**** EXCERPTED TEXT ****
Providing more than health care: the dynamics of humanitarian surgery efforts on the local microeconomy.

Autor: Nagengast ES; From the *Program in Global Surgery and Social Change, and †Boston Children's Hospital, Harvard Medical School, Boston, Massachusetts; ‡University of Nebraska College of Medicine, Omaha, Nebraska; §Department of Plastic and Reconstructive Surgery, Brigham and Women's Hospital, Boston, Massachusetts; ∥Operation Smile, Virginia Beach, Virginia; ¶Center for Surgery and Public Health, and #Department of Surgery, Brigham and Women's Hospital, Boston, Massachusetts., Caterson EJ, Magee WP Jr, Hatcher K, Ramos MS, Campbell A
Jazyk: angličtina
Zdroj: The Journal of craniofacial surgery [J Craniofac Surg] 2014 Sep; Vol. 25 (5), pp. 1622-5.
****
EXERCISE TASKS:
A: In which journal was the article described in the bibliographic record published?
B: Change "microeconomy" to "economy" in the bibliographic record, and write out the part from "Providing more than" up to and including "(5), pp. 1622-5." with that change.
The lines that follow have nothing to do with the bibliographic record.
**** DATA BLOCK ****
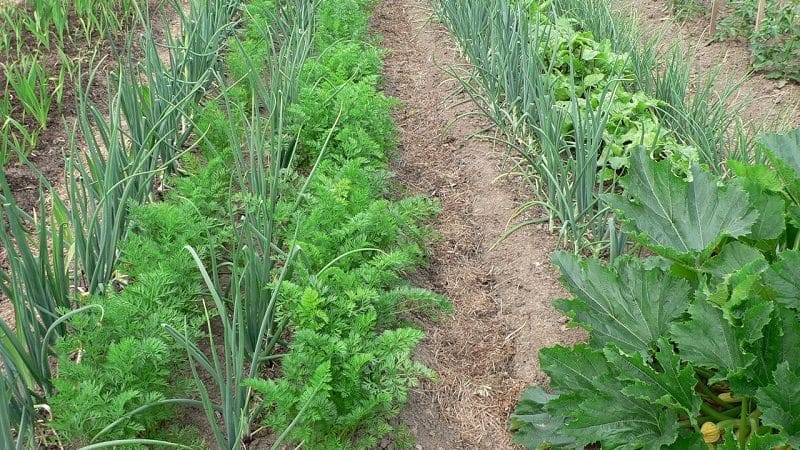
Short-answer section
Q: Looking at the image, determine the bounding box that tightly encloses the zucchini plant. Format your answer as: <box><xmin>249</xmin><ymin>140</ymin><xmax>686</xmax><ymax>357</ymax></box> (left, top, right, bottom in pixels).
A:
****
ANSWERS TO THIS EXERCISE:
A: The Journal of craniofacial surgery

B:
Providing more than health care: the dynamics of humanitarian surgery efforts on the local economy.

Autor: Nagengast ES; From the *Program in Global Surgery and Social Change, and †Boston Children's Hospital, Harvard Medical School, Boston, Massachusetts; ‡University of Nebraska College of Medicine, Omaha, Nebraska; §Department of Plastic and Reconstructive Surgery, Brigham and Women's Hospital, Boston, Massachusetts; ∥Operation Smile, Virginia Beach, Virginia; ¶Center for Surgery and Public Health, and #Department of Surgery, Brigham and Women's Hospital, Boston, Massachusetts., Caterson EJ, Magee WP Jr, Hatcher K, Ramos MS, Campbell A
Jazyk: angličtina
Zdroj: The Journal of craniofacial surgery [J Craniofac Surg] 2014 Sep; Vol. 25 (5), pp. 1622-5.